__本文抜粋__:
----
収監先は韓国から1万2400キロも離れた、はるか地球の裏側にあるマルティニーク島。カリブ海に浮かぶフランス領のリゾート地だという。プロモーションで来日したパン監督は「言葉すら通じない国で主婦が経験した地獄の日々は、世界のどこかで今でも繰り返されているかもしれません。私はこの映画を通して、海外で不利益を被った同胞への対応によき変化をもたらすことができれば-との願いを込めました」と語り、身近に起こりうる事件であることを強調した。
ジョンヨン(チョン・ドヨン)は平凡な主婦。ちょっと頼りないが優しい夫、ジョンベ(コ・ス)、4歳の一人娘(カン・ジウ)と3人で、裕福ではないものの幸せな毎日を送っていた。だが、ある日、ジョンベの友達が多額の負債を抱えたまま自殺してしまう。保証人となっていたジョンベは家賃が払えなくなり、家族もろとも自宅を追い出されてしまう。路頭に迷っていたジョンベに知人のムンド(チェ・ミンチョル)が助け舟を出した。「金の原石をフランスにこっそり持ち込むだけで大金が稼げる。当局にばれても罰金刑で済む。女にしかできない仕事だ」。不安を抱きながらももうけ話に乗ったジョンヨンは韓国を発ち、フランス・オルリ国際空港へ降り立つ。
----
__提供データ__:
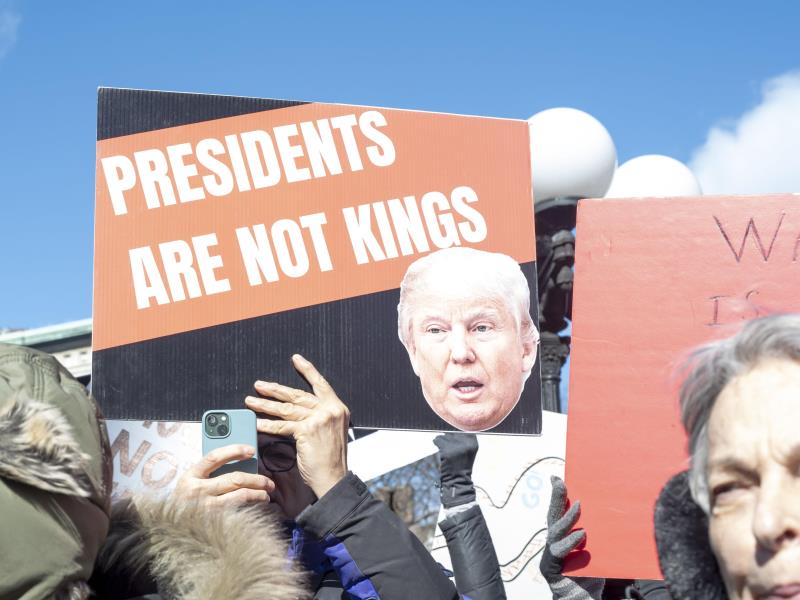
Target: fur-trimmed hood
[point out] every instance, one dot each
----
__課題目標__: 本文抜粋の「収監先は韓国から1万2400」から「ち、フランス・オルリ国際空港へ降り立つ。」までをすべて、一字一句変えずに書き出すこと。

__完成済み課題__:
収監先は韓国から1万2400キロも離れた、はるか地球の裏側にあるマルティニーク島。カリブ海に浮かぶフランス領のリゾート地だという。プロモーションで来日したパン監督は「言葉すら通じない国で主婦が経験した地獄の日々は、世界のどこかで今でも繰り返されているかもしれません。私はこの映画を通して、海外で不利益を被った同胞への対応によき変化をもたらすことができれば-との願いを込めました」と語り、身近に起こりうる事件であることを強調した。
ジョンヨン(チョン・ドヨン)は平凡な主婦。ちょっと頼りないが優しい夫、ジョンベ(コ・ス)、4歳の一人娘(カン・ジウ)と3人で、裕福ではないものの幸せな毎日を送っていた。だが、ある日、ジョンベの友達が多額の負債を抱えたまま自殺してしまう。保証人となっていたジョンベは家賃が払えなくなり、家族もろとも自宅を追い出されてしまう。路頭に迷っていたジョンベに知人のムンド(チェ・ミンチョル)が助け舟を出した。「金の原石をフランスにこっそり持ち込むだけで大金が稼げる。当局にばれても罰金刑で済む。女にしかできない仕事だ」。不安を抱きながらももうけ話に乗ったジョンヨンは韓国を発ち、フランス・オルリ国際空港へ降り立つ。